▶ _GIVEN INFORMATION_

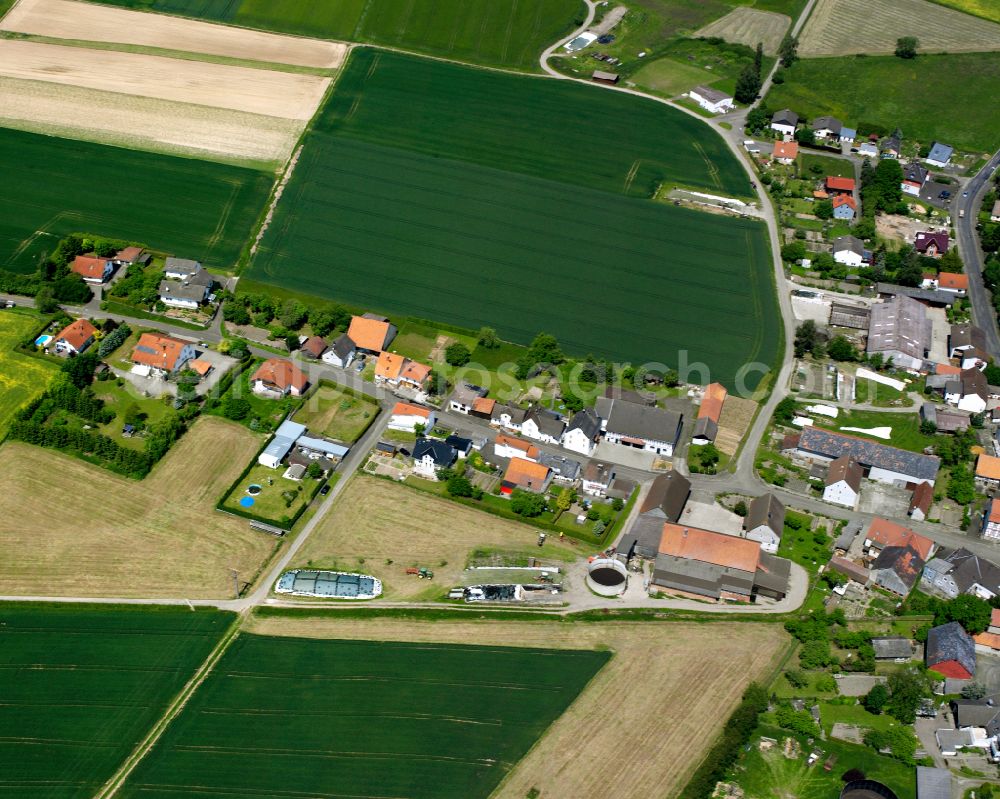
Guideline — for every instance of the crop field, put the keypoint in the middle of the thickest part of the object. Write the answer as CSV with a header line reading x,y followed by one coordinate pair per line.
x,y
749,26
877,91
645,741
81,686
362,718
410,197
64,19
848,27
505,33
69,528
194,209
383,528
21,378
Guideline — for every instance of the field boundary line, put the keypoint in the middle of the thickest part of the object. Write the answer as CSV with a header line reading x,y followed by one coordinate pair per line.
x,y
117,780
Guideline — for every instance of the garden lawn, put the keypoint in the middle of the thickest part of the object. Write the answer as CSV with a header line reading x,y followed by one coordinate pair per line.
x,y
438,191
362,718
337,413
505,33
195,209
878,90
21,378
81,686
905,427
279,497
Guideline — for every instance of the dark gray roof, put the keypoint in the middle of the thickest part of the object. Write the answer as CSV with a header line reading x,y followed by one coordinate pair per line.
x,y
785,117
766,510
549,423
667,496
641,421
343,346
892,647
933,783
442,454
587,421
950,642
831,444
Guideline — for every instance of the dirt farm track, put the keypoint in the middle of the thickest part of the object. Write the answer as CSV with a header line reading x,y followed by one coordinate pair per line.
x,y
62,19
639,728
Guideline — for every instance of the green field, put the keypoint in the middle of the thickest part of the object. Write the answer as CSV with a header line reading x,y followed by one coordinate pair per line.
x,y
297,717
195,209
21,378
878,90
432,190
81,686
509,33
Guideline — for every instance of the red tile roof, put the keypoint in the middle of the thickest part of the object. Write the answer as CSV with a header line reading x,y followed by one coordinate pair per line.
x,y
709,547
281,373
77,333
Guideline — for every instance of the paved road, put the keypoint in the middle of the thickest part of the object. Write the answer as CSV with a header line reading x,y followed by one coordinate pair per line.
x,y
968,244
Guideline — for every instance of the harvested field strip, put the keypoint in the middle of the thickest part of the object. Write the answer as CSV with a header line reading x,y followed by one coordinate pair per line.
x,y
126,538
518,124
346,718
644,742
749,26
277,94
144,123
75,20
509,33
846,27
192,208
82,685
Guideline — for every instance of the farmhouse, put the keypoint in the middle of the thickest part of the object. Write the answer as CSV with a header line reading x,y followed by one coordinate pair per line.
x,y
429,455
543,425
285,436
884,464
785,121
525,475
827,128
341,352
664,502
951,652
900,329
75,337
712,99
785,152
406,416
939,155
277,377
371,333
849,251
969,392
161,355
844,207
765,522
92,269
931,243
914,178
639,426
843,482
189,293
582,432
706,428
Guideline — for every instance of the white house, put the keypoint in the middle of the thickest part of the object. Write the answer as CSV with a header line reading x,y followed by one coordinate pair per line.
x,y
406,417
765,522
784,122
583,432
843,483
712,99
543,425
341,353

---

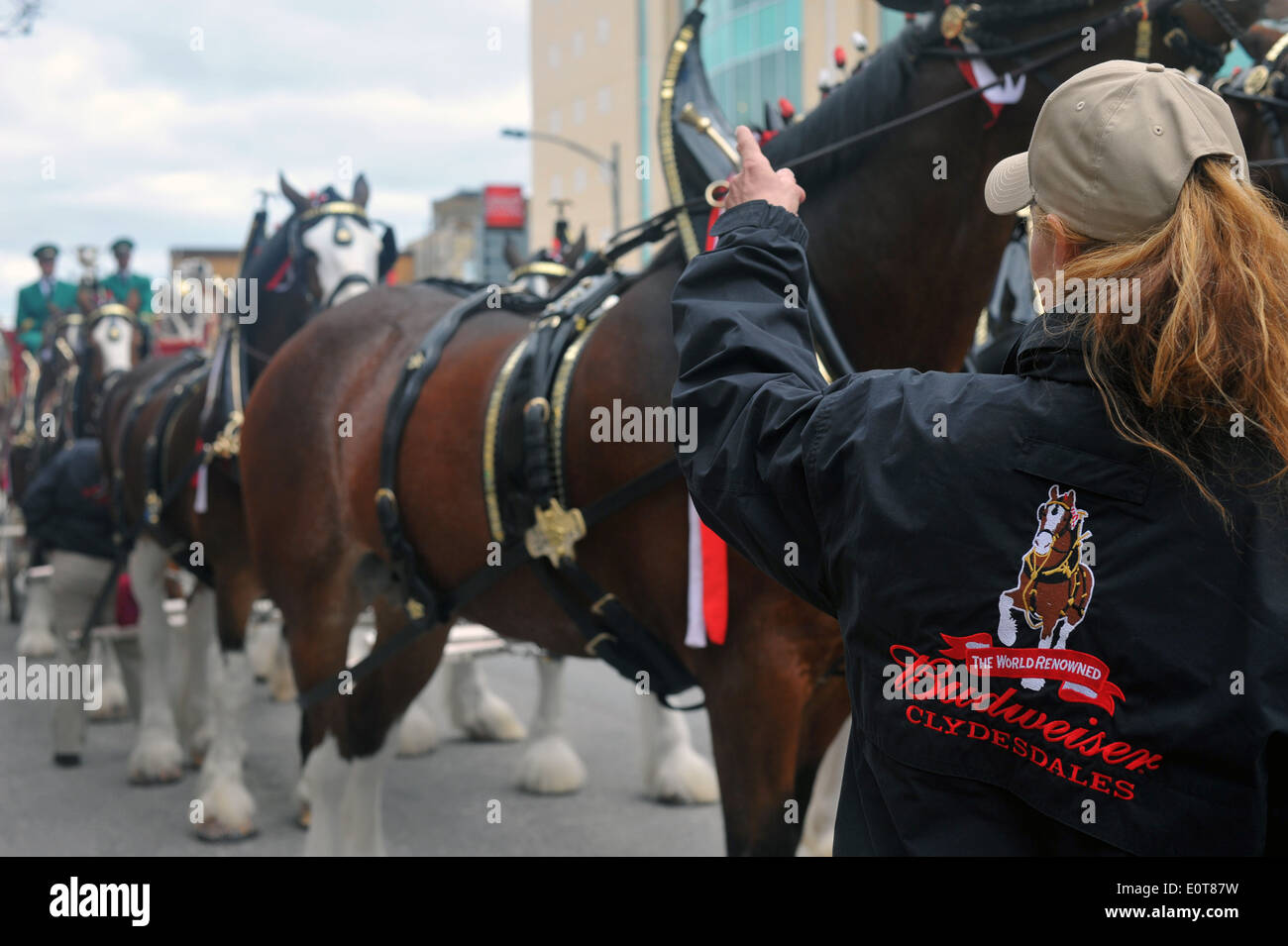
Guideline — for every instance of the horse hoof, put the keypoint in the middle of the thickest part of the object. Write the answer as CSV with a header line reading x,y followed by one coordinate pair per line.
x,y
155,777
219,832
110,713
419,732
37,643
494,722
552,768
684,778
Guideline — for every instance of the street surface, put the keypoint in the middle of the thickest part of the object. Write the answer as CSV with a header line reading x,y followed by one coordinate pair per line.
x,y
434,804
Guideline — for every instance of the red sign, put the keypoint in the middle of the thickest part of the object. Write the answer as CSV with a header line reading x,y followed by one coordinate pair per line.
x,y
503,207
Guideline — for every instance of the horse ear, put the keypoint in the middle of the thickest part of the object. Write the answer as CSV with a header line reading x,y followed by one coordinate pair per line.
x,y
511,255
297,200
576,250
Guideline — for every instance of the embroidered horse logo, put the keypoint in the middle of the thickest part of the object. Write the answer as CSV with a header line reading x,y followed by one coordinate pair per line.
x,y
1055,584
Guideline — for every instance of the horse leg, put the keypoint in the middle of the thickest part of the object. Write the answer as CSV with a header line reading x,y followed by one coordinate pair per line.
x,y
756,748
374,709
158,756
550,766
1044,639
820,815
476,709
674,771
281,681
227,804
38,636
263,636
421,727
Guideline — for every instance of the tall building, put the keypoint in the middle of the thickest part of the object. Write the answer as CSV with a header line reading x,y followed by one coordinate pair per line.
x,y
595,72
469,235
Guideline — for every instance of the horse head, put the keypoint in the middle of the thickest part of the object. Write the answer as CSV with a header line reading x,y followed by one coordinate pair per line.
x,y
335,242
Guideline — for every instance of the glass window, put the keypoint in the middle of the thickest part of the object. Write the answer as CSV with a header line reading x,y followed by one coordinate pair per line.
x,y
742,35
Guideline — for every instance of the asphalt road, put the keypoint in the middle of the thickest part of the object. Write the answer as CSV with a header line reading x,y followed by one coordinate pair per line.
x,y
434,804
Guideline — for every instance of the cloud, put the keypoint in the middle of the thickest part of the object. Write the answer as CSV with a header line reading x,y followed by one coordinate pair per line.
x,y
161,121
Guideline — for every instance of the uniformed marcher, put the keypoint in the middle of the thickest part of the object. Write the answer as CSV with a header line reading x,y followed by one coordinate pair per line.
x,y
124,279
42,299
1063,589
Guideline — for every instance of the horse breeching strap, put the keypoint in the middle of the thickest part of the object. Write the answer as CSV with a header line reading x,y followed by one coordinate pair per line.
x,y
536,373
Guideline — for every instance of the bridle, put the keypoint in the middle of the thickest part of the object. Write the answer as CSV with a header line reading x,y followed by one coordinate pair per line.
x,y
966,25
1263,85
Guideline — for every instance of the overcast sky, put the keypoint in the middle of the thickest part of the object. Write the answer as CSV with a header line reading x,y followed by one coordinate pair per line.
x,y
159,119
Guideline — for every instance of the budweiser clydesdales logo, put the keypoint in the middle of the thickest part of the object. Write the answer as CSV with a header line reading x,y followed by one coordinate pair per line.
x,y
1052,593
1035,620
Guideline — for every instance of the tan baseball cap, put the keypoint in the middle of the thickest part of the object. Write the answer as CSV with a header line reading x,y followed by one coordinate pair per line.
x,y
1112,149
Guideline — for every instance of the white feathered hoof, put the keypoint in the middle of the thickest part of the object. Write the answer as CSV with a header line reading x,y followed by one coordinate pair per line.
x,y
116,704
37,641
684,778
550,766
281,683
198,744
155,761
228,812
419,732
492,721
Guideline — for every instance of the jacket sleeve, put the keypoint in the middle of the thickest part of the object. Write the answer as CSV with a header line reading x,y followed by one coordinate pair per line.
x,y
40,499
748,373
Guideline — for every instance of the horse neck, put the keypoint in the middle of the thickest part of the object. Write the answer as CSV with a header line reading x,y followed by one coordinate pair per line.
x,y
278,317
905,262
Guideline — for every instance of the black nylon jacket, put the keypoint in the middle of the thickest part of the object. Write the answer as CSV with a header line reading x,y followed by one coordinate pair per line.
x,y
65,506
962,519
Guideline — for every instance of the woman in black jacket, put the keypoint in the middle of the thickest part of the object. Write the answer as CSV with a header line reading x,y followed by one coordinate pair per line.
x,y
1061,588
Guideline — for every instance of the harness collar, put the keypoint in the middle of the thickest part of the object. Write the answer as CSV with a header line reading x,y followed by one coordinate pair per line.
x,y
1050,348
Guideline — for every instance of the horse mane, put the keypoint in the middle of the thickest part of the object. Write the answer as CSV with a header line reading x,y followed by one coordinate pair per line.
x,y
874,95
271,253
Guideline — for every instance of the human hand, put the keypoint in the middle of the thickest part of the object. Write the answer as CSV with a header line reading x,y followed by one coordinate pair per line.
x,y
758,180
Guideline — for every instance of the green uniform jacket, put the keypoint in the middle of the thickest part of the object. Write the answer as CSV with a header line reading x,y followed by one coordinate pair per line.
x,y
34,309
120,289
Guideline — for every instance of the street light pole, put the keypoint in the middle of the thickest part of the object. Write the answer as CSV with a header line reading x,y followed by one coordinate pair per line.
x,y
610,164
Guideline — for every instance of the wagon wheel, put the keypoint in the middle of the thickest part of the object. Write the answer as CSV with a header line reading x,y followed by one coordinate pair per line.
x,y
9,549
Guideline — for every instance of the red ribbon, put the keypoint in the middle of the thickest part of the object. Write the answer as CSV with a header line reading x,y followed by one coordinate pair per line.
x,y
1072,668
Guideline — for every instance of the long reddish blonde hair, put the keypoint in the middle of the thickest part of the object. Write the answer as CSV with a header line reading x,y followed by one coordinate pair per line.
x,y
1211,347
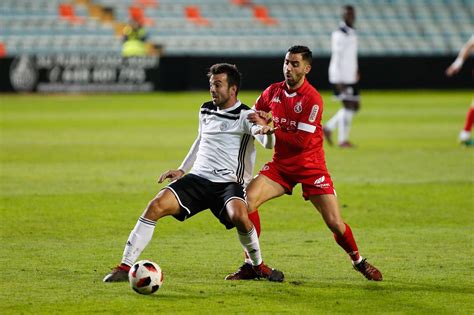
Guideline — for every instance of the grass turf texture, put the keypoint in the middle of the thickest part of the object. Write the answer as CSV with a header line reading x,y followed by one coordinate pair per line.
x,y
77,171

▶ _WHAT IS ASKED_
Show each line of the records above that contains the string "paved", matching case exactly.

▶ _OUTPUT_
Guideline — for every instance of the paved road, put the keypoint in the middle of the thickest part of the object. Write the answer as CSV with a header line reading x,y followed by one coordinate pair per line.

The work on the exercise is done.